==== The records ====

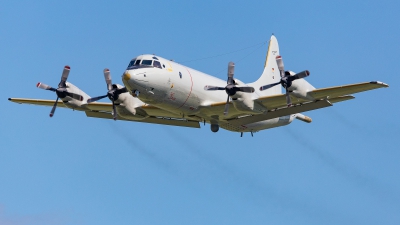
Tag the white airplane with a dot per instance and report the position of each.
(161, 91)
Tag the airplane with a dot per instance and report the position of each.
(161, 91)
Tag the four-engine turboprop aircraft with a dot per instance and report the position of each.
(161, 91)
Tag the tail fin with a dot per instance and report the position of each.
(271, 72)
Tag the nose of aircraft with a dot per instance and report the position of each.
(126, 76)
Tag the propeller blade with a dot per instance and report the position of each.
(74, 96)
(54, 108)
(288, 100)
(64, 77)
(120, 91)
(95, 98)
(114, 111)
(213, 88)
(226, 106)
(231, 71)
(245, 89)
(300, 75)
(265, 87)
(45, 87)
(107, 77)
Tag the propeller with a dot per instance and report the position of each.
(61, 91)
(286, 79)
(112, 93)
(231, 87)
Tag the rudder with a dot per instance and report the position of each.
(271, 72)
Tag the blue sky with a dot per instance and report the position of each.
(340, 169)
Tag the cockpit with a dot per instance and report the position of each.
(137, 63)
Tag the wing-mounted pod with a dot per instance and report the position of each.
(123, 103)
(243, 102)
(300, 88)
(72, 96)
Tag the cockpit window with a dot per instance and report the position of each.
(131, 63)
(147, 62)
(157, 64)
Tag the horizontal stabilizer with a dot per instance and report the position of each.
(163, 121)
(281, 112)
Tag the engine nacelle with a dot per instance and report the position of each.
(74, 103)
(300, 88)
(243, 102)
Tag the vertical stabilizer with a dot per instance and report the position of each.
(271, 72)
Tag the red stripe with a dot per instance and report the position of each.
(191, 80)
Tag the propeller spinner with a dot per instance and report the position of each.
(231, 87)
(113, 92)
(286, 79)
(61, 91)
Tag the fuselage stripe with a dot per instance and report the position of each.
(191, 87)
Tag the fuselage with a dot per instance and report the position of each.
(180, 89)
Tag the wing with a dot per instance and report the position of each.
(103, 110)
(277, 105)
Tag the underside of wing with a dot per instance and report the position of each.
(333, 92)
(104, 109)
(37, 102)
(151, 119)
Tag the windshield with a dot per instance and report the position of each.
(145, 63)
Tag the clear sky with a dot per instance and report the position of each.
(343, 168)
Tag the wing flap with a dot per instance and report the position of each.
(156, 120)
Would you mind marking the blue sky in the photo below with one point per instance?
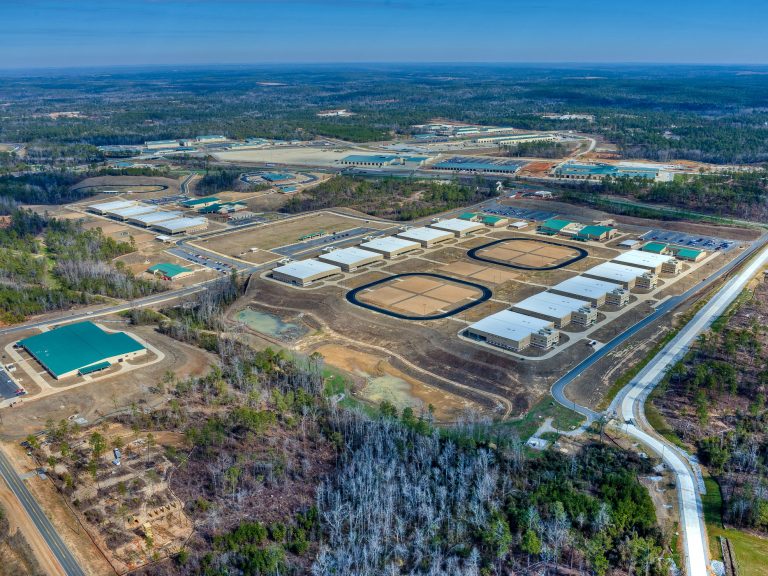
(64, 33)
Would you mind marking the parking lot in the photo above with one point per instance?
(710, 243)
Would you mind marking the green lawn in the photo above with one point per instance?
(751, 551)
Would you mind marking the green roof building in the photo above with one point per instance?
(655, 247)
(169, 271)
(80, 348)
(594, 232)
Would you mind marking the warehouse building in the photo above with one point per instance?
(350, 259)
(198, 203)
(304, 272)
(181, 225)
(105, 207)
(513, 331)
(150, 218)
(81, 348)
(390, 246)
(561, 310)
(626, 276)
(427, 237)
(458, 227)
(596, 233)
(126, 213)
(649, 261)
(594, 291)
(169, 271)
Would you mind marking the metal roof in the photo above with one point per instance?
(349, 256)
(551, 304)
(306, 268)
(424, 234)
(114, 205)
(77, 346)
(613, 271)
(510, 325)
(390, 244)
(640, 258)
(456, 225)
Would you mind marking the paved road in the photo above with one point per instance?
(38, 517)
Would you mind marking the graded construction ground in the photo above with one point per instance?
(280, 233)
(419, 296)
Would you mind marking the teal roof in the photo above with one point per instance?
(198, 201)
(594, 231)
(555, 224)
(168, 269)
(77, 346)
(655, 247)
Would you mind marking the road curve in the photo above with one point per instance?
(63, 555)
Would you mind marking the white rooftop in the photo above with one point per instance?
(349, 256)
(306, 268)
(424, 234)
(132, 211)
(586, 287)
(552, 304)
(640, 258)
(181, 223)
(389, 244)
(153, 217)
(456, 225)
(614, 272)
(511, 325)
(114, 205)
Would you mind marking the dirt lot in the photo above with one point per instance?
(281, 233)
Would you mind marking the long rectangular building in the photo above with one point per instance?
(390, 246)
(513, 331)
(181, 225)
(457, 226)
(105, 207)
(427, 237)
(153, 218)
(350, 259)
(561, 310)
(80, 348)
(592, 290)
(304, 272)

====

* [Try it]: Return the listing above in an exact copy that leaves out the images.

* [Finished task]:
Tag the white airplane with a dot per instance and report the position of each.
(161, 91)
Tag the airplane with a dot per instance and report the position of each.
(161, 91)
Tag the four-engine turboprop aircraft with a dot per instance and report the position of each.
(161, 91)
Tag the tail fin with a dot per instance and report the position of each.
(271, 72)
Tag the nose of aircraft with a dot per instance and report the position of each.
(126, 76)
Tag the propeller blade with a dot per instance and report the position of each.
(74, 96)
(54, 108)
(288, 100)
(64, 77)
(120, 91)
(95, 98)
(114, 111)
(213, 88)
(226, 106)
(231, 71)
(245, 89)
(300, 75)
(265, 87)
(45, 87)
(107, 77)
Tag the propeller with a dot per instance and report the position of each.
(61, 91)
(286, 79)
(112, 93)
(231, 87)
Tag the rudder with a dot per instance and report the position of each.
(271, 72)
Tag the blue sky with a dot per instance and report the position of each.
(340, 169)
Tag the cockpit with a dot per instance and report the position of each.
(137, 63)
Tag the wing-mounted pod with a dot per instance and report the position of each.
(123, 103)
(243, 102)
(300, 88)
(72, 96)
Tag the cockpit window with a dot per instance and report the position of each.
(131, 63)
(147, 62)
(157, 64)
Tag the horizontal stabilizer with a dot per instance and report the position of each.
(163, 121)
(281, 112)
Tag the engine nacelle with a dot per instance and report the position of each.
(74, 103)
(300, 88)
(243, 102)
Tag the vertical stabilizer with a dot per instance and report the position of each.
(271, 72)
Tag the red stripe with a dot per instance and report the position of each.
(191, 80)
Tag the propeller spinner with a dot per instance and report the position of each.
(231, 87)
(113, 92)
(286, 79)
(61, 91)
Tag the fuselage stripe with a dot per instance and report the position of each.
(191, 87)
Tag the fuselage with a dot per instance and report the position of each.
(180, 89)
Tag the wing with a dot per instance and report the position of each.
(103, 110)
(277, 105)
Tag the underside of wing with a dot per instance and report the position of each.
(333, 92)
(104, 109)
(37, 102)
(151, 119)
Tag the windshield with a dot per instance and report the position of each.
(145, 63)
Tag the clear sky with a dot per instance and report the position of each.
(343, 168)
Tag the wing flap with a dot per instance and report the position of each.
(156, 120)
Would you mind marking the blue sky in the photo below with one point per instance?
(64, 33)
Would you mind marking the parking lot in the photo above with one point per instance?
(710, 243)
Would you mind marking the green lawn in the photo above with one point per instance?
(751, 551)
Would you mind marking the green roof building in the photo above with one point per instance?
(655, 247)
(169, 271)
(80, 348)
(594, 232)
Would you mind marking the warehouse building in the photo above with one point per instance?
(350, 259)
(198, 203)
(304, 272)
(181, 225)
(105, 207)
(513, 331)
(150, 218)
(81, 348)
(390, 246)
(561, 310)
(626, 276)
(427, 237)
(458, 227)
(596, 233)
(126, 213)
(649, 261)
(594, 291)
(169, 271)
Would you mind marking the metal roof in the photo above with one point per instance?
(349, 256)
(551, 304)
(306, 268)
(424, 234)
(114, 205)
(77, 346)
(613, 271)
(510, 325)
(390, 244)
(640, 258)
(456, 225)
Would you mind marking the paved road in the photo above with one point per instance?
(38, 517)
Would you mind marking the graded construction ground in the photo above with one point per instance?
(280, 233)
(419, 296)
Would you mind marking the teal roof in the photo above with one point per instance?
(198, 201)
(594, 231)
(555, 224)
(168, 269)
(77, 346)
(655, 247)
Would you mind marking the road curve in the photo above with one point per instance?
(63, 555)
Would you mind marking the white rooftop in the photo above with one point per instance?
(349, 256)
(306, 268)
(424, 234)
(132, 211)
(586, 287)
(552, 304)
(640, 258)
(181, 223)
(389, 244)
(153, 217)
(456, 225)
(614, 272)
(511, 325)
(114, 205)
Would you mind marking the dirt lot in the photo above with one point per instance?
(281, 233)
Would you mind marking the long rectangular building in the photo above with one point per instance?
(390, 246)
(513, 331)
(181, 225)
(457, 226)
(105, 207)
(427, 237)
(153, 218)
(350, 259)
(561, 310)
(80, 348)
(592, 290)
(304, 272)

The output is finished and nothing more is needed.